Every line below must come back exactly as it stands, with the images omitted.
[Data for this exercise Boundary: Start]
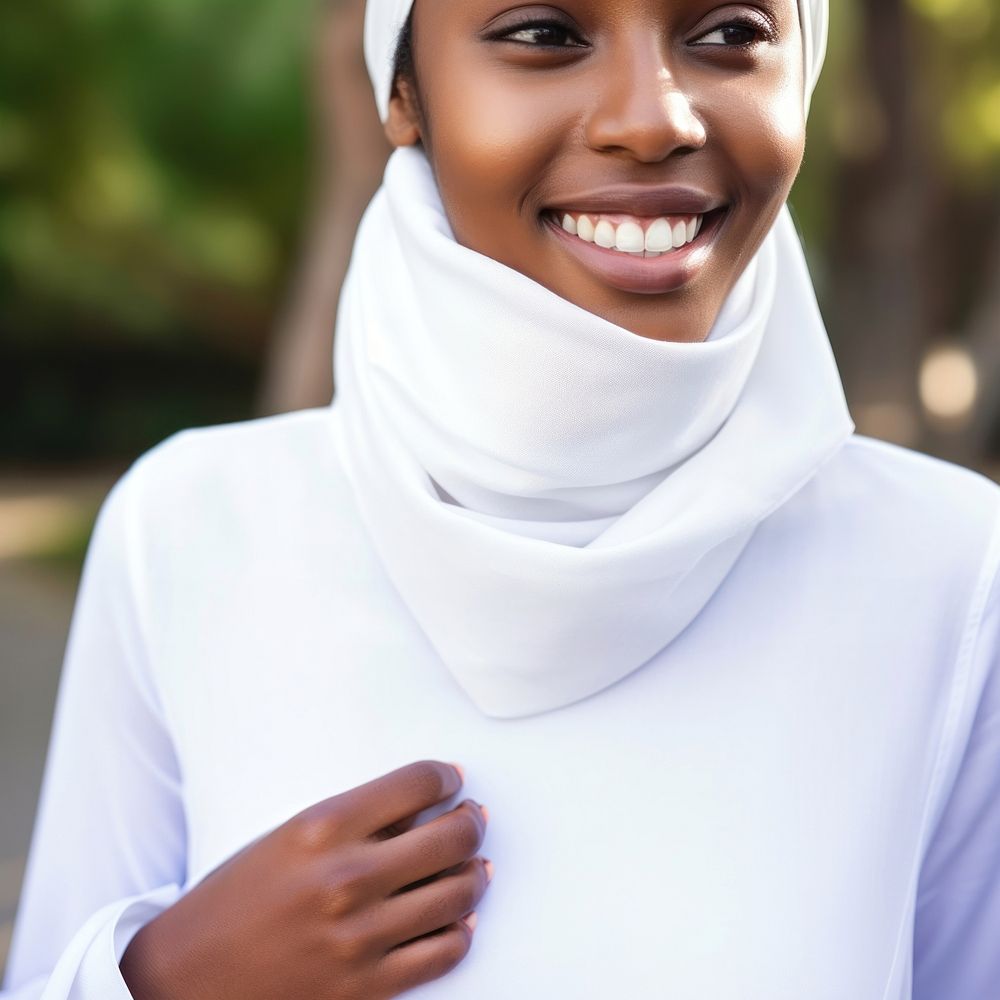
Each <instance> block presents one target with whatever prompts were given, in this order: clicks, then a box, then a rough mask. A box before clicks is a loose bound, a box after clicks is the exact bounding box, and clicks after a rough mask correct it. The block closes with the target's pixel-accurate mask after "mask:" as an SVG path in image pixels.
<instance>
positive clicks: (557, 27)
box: [493, 21, 583, 49]
mask: <svg viewBox="0 0 1000 1000" xmlns="http://www.w3.org/2000/svg"><path fill="white" fill-rule="evenodd" d="M493 37H494V38H496V39H498V40H501V41H506V42H517V43H518V44H520V45H532V46H535V47H537V48H546V49H564V48H580V47H582V46H583V42H582V41H581V40H580V38H579V36H578V35H577V34H576V33H575V32H574V31H573V30H572V29H571V28H569V27H568V26H567V25H565V24H562V23H561V22H559V21H529V22H526V23H525V24H519V25H517V26H516V27H513V28H506V29H504V30H503V31H501V32H498V33H497V34H496V35H494V36H493Z"/></svg>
[Data for this exercise Boundary: End]
# Task result
Each <instance> block presents one target with whatever prompts were given, in this order: clicks, then a box, then a rough mask. A box before clicks is a loose bound, a box after clicks is the exact bounding box, and clicks after a rough mask correct it. The block closes with the target's pixel-accurate mask after "mask:" as an SVG path in image pixels.
<instance>
positive clicks: (557, 27)
box: [493, 21, 583, 49]
mask: <svg viewBox="0 0 1000 1000" xmlns="http://www.w3.org/2000/svg"><path fill="white" fill-rule="evenodd" d="M493 37H494V38H496V39H498V40H501V41H506V42H517V43H518V44H520V45H532V46H535V47H537V48H546V49H564V48H580V47H582V46H583V42H582V41H581V40H580V38H579V36H578V35H577V34H576V33H575V32H574V31H573V30H572V29H571V28H569V27H568V26H567V25H565V24H562V23H561V22H559V21H529V22H526V23H525V24H519V25H517V26H516V27H513V28H506V29H504V30H503V31H501V32H498V33H497V34H496V35H494V36H493Z"/></svg>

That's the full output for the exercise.